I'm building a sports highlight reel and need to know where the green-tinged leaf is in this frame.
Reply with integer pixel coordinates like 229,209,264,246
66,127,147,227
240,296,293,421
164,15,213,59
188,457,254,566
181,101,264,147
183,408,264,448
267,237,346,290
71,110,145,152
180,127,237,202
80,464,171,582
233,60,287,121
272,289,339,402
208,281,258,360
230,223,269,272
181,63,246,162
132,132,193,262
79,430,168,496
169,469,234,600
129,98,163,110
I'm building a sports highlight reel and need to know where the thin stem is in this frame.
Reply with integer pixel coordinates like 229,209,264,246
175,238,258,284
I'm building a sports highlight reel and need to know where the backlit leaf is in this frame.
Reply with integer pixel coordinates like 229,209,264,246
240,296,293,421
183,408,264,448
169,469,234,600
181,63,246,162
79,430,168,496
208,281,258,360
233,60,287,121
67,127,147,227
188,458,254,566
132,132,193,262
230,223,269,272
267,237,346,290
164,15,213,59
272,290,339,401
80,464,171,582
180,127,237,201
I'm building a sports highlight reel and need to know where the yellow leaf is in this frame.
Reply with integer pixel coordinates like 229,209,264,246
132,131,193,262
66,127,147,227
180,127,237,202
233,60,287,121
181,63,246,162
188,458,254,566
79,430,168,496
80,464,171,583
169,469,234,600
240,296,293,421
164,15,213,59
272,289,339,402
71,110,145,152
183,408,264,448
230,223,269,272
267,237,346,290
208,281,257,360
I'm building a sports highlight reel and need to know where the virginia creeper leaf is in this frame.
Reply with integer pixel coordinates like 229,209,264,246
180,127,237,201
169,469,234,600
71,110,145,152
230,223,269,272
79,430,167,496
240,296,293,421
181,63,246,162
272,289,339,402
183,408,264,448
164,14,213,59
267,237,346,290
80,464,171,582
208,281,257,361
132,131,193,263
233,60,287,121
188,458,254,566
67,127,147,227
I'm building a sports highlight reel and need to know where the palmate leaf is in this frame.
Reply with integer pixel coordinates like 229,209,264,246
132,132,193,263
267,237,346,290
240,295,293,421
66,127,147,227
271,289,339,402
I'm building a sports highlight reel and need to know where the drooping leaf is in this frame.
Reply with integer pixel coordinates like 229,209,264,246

REQUEST
Gather every line of the entries above that contains the string "highlight". Case matters.

TASK RESULT
I'm building a sports highlight reel and need to know where the green-tinged leaf is in this frame.
I'm building a sports highlight reel and need to know where the thin stem is in this frame.
I'm building a sports highlight reel and need to know where the backlit leaf is in this frame.
I'm building a sports highlight reel and need to know where the yellow leaf is in this frame.
I'm building a sports highlight reel and need to know where the virginia creeper leaf is in this frame.
I'm building a sports highlight reel and need to know where the palmate leaf is in this frame.
I'm building a sports highlight reel and need to know where the drooping leaf is in this frame.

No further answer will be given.